___ Reading text ___

Vazquez v. State
Decision Date | 02 July 1997 |
Docket Number | No. 96-0072,96-0072 |
Citation | 700 So.2d 5 |
Parties | 22 Fla. L. Weekly D1630 Raul VAZQUEZ, Appellant, v. STATE of Florida, Appellee. |
Court | Florida District Court of Appeals |
Richard L. Jorandby, Public Defender, and Steven H. Malone, Assistant Public Defender, West Palm Beach, for appellant.
Robert A. Butterworth, Attorney General, Tallahassee, and Diana K. Bock, Assistant Attorney General, Tampa, for appellee.
In this case where entrapment was a defense, the trial judge refused to reopen cross examination of a detective for the purpose of admitting additional parts of tape recordings relating to dealings with a confidential informant. Defendant also argues that the standard jury instruction on entrapment failed, under the facts of this case, to give a fully accurate instruction on the current state of the law. We reverse.
Defendant was charged with trafficking in cocaine after he sold the drug to an informant. A number of conversations leading up to this transaction were recorded and adduced as evidence at trial. Defendant claimed that, to persuade him to sell the informant cocaine, the informant offered to give him a substantial amount of marijuana for free. He also alleged, and evidence was adduced at trial to support the contention, that he had not been in the business of selling drugs for a substantial number of years before being approached by the informant.
Defendant argues that the trial judge erred in refusing to allow him to reopen cross-examination of the lead detective for the purpose of introducing into evidence additional tape recordings of the conversations between the contact and the informant. The state argues that defendant could have called the detective as his own witness, and thereby offered the tapes into evidence. He did not do so because he did not wish to assert a defense and thus lose the right to open and close final argument. See Fla. R.Crim. P. 3.250.

___ Material shown ___

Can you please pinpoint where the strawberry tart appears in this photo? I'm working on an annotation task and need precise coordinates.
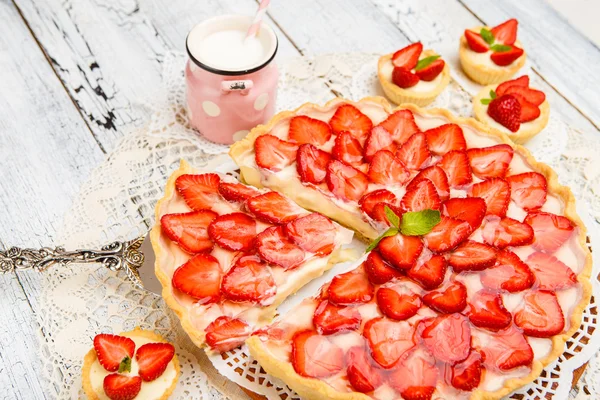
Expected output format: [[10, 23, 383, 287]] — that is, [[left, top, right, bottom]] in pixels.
[[473, 75, 550, 144], [459, 19, 526, 85], [82, 328, 179, 400], [377, 42, 450, 106]]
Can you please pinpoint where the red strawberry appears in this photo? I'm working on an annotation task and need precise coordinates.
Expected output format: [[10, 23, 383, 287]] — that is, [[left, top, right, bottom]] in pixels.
[[313, 300, 361, 335], [284, 213, 337, 256], [515, 290, 565, 338], [524, 211, 574, 253], [246, 192, 306, 224], [288, 115, 331, 146], [448, 240, 496, 272], [469, 178, 510, 217], [506, 172, 548, 211], [329, 104, 373, 143], [296, 144, 331, 185], [291, 329, 344, 378], [465, 29, 490, 53], [102, 374, 142, 400], [406, 255, 446, 290], [396, 132, 431, 170], [135, 343, 175, 382], [492, 18, 519, 45], [208, 212, 256, 251], [94, 333, 135, 372], [442, 197, 487, 230], [468, 289, 512, 331], [331, 132, 363, 165], [171, 254, 223, 304], [368, 150, 410, 185], [256, 226, 305, 269], [327, 269, 375, 305], [479, 250, 535, 293], [325, 160, 369, 201], [204, 315, 252, 353], [392, 42, 423, 70], [487, 94, 521, 132], [377, 233, 423, 269], [437, 150, 473, 188], [423, 281, 467, 314], [525, 253, 577, 290], [363, 317, 415, 369], [221, 255, 277, 305], [423, 215, 473, 253], [160, 210, 217, 253], [254, 135, 298, 171]]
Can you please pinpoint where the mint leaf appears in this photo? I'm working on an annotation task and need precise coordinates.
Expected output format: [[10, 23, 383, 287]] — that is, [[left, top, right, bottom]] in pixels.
[[400, 210, 442, 236], [415, 56, 440, 71]]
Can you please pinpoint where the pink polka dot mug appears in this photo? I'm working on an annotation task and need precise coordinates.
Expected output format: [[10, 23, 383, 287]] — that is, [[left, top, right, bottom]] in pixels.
[[185, 15, 279, 144]]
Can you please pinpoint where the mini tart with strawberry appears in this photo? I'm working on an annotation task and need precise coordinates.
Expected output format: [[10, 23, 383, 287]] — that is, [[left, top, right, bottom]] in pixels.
[[81, 328, 180, 400], [377, 43, 450, 106], [150, 160, 353, 353], [230, 98, 591, 400], [459, 19, 526, 85], [473, 75, 550, 144]]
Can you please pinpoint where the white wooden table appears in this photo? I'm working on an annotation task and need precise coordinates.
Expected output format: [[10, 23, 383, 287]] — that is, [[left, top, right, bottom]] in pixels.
[[0, 0, 600, 399]]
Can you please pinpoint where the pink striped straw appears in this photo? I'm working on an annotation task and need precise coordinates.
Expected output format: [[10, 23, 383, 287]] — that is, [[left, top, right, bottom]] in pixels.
[[246, 0, 271, 38]]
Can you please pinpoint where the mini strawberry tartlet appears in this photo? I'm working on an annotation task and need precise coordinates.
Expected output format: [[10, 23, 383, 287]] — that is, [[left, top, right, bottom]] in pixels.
[[82, 328, 179, 400], [473, 75, 550, 144], [459, 19, 526, 85], [377, 42, 450, 106]]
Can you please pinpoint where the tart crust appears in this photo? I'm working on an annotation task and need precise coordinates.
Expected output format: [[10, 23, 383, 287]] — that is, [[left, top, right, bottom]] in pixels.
[[81, 327, 181, 400], [229, 97, 592, 400], [473, 84, 550, 144], [377, 50, 450, 107]]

___

Reproduce the stretch of the Vazquez v. State opinion above from "Vazquez v. State" through "Beach, for appellant.", word for word.

- **Exercise result**
Vazquez v. State
Decision Date | 02 July 1997 |
Docket Number | No. 96-0072,96-0072 |
Citation | 700 So.2d 5 |
Parties | 22 Fla. L. Weekly D1630 Raul VAZQUEZ, Appellant, v. STATE of Florida, Appellee. |
Court | Florida District Court of Appeals |
Richard L. Jorandby, Public Defender, and Steven H. Malone, Assistant Public Defender, West Palm Beach, for appellant.